(Exercise)
Every line below must be reproduced exactly. Copy them all.

(Region annotation entries)

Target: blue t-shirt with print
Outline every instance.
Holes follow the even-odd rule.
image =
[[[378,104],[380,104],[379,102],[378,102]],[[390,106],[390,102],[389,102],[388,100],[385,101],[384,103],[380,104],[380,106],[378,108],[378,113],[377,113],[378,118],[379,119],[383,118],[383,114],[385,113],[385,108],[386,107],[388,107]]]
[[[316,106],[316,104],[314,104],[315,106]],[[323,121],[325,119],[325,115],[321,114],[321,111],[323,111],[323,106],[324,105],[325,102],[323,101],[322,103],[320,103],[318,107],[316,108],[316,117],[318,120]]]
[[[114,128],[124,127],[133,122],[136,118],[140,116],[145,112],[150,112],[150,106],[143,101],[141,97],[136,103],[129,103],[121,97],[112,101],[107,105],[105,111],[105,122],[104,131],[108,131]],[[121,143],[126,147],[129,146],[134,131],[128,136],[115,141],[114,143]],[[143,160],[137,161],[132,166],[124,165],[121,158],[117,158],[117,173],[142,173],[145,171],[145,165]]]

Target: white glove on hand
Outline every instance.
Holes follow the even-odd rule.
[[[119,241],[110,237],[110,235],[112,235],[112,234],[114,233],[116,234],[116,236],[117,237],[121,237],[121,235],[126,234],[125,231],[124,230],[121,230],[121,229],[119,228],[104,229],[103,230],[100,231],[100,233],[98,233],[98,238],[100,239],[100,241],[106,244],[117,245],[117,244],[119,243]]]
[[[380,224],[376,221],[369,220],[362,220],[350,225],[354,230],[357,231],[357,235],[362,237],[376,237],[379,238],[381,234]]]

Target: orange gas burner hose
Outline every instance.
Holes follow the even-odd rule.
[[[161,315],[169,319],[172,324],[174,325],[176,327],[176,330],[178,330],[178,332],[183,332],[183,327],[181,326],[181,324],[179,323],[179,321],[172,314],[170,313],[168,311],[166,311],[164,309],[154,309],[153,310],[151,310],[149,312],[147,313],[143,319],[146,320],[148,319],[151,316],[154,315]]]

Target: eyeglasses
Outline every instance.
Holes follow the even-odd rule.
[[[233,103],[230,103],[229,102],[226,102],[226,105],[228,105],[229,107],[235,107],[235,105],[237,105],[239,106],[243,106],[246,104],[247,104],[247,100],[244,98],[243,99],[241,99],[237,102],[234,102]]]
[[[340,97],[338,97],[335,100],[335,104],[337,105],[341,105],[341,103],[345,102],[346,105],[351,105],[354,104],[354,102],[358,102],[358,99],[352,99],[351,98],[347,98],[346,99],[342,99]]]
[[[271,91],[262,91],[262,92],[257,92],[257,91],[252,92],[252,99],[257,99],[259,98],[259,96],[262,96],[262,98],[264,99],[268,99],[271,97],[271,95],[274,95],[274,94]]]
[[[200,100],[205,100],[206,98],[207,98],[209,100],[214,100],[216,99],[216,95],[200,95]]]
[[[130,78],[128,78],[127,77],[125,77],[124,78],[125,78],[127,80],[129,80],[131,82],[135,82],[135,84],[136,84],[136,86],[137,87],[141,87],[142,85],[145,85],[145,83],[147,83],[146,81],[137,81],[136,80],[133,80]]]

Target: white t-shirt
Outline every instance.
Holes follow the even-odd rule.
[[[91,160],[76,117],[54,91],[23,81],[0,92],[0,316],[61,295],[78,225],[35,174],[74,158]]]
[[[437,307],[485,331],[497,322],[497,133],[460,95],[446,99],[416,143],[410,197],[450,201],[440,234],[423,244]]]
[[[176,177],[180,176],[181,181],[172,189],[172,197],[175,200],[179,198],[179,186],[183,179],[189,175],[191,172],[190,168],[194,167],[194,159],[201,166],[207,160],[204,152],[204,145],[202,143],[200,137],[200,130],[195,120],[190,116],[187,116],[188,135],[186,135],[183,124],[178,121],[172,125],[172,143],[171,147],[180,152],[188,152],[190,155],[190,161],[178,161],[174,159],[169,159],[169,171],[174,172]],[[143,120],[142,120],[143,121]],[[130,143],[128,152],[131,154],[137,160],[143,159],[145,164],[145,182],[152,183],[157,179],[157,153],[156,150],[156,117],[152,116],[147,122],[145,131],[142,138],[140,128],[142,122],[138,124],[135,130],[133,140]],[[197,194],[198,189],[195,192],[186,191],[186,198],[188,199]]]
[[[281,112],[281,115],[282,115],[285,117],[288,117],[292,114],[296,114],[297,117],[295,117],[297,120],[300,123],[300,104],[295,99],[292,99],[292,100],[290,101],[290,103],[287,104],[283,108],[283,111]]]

(The reply)
Target: blue t-shirt with print
Outline every instance.
Holes follow the even-odd rule.
image =
[[[378,104],[380,104],[379,102],[378,102]],[[390,106],[390,102],[389,102],[388,100],[385,101],[384,103],[380,104],[380,106],[378,108],[378,113],[377,113],[378,118],[379,119],[383,118],[383,114],[385,113],[385,108],[386,107],[388,107]]]
[[[316,106],[316,104],[314,104],[315,106]],[[323,121],[325,119],[325,115],[321,114],[321,111],[323,111],[323,106],[324,105],[325,102],[323,101],[322,103],[320,103],[318,107],[316,108],[316,117],[318,120]]]
[[[114,128],[124,127],[133,122],[136,118],[140,116],[145,112],[150,112],[150,106],[143,101],[141,97],[136,103],[129,103],[121,97],[112,101],[107,105],[105,111],[105,122],[104,131],[108,131]],[[121,143],[126,147],[129,146],[134,131],[128,136],[115,141],[114,143]],[[143,160],[137,161],[132,166],[124,165],[121,158],[117,158],[117,173],[142,173],[145,171],[145,165]]]

Target: white glove on hand
Outline every instance.
Holes follow the even-odd rule.
[[[119,241],[110,237],[110,235],[112,235],[112,234],[114,233],[116,234],[116,236],[117,237],[121,237],[121,235],[126,234],[125,231],[124,230],[121,230],[121,229],[119,228],[104,229],[103,230],[100,231],[100,233],[98,233],[98,238],[100,239],[100,241],[106,244],[117,245],[117,244],[119,243]]]
[[[380,224],[376,221],[369,220],[362,220],[350,225],[354,230],[357,231],[357,235],[362,237],[376,237],[379,238],[381,234]]]

Target: orange gas burner hose
Outline every instance.
Holes follow the even-odd rule.
[[[161,315],[169,319],[172,324],[174,325],[176,327],[176,330],[178,330],[178,332],[183,332],[183,327],[181,326],[181,324],[179,323],[179,321],[172,314],[170,313],[168,311],[166,311],[164,309],[154,309],[153,310],[151,310],[149,312],[147,313],[143,319],[146,320],[148,319],[151,316],[154,315]]]

Target: eyeglasses
Outline every instance.
Holes follow the even-odd rule.
[[[233,103],[230,103],[229,102],[226,102],[226,105],[228,105],[229,107],[235,107],[235,105],[237,105],[239,106],[243,106],[246,104],[247,104],[247,100],[244,98],[243,99],[241,99],[237,102],[234,102]]]
[[[340,97],[338,97],[335,100],[335,104],[337,105],[341,105],[341,103],[345,102],[346,105],[351,105],[354,104],[354,102],[358,102],[358,99],[352,99],[351,98],[347,98],[346,99],[342,99]]]
[[[271,91],[262,91],[262,92],[257,92],[257,91],[252,92],[252,99],[257,99],[259,98],[259,96],[262,96],[262,98],[264,99],[268,99],[271,97],[271,95],[274,95],[274,94]]]
[[[200,100],[205,100],[206,98],[207,98],[209,100],[214,100],[216,99],[216,95],[200,95]]]
[[[130,78],[128,78],[127,77],[125,77],[124,78],[125,78],[127,80],[129,80],[131,82],[135,82],[135,84],[136,84],[136,86],[137,87],[141,87],[142,85],[145,85],[145,83],[147,83],[146,81],[137,81],[136,80],[133,80]]]

Target: white t-shirt
Outline every instance.
Holes follow the even-odd rule.
[[[91,160],[76,117],[54,91],[23,81],[0,92],[0,316],[61,295],[78,225],[35,174],[74,158]]]
[[[437,307],[485,331],[497,322],[497,133],[460,95],[446,99],[416,143],[410,197],[450,201],[440,234],[423,244]]]
[[[176,177],[180,176],[181,181],[172,189],[172,197],[175,200],[179,198],[179,186],[183,179],[189,175],[191,172],[190,168],[194,167],[194,159],[201,166],[207,160],[204,152],[204,145],[202,143],[200,137],[200,130],[195,120],[190,116],[187,116],[188,135],[186,135],[183,124],[178,121],[172,125],[172,143],[171,147],[180,152],[188,152],[190,155],[190,161],[178,161],[174,159],[169,159],[169,171],[174,172]],[[143,120],[142,120],[143,121]],[[130,143],[128,152],[131,154],[137,160],[143,159],[145,164],[145,182],[152,183],[157,179],[157,153],[156,150],[156,117],[152,116],[147,122],[145,131],[142,138],[140,128],[142,122],[138,124],[135,130],[133,140]],[[197,194],[198,189],[195,192],[186,191],[186,198],[188,199]]]
[[[281,112],[281,115],[282,115],[285,117],[288,117],[292,114],[296,114],[297,117],[295,117],[297,120],[300,123],[300,104],[295,99],[292,99],[292,100],[290,101],[290,103],[287,104],[283,108],[283,111]]]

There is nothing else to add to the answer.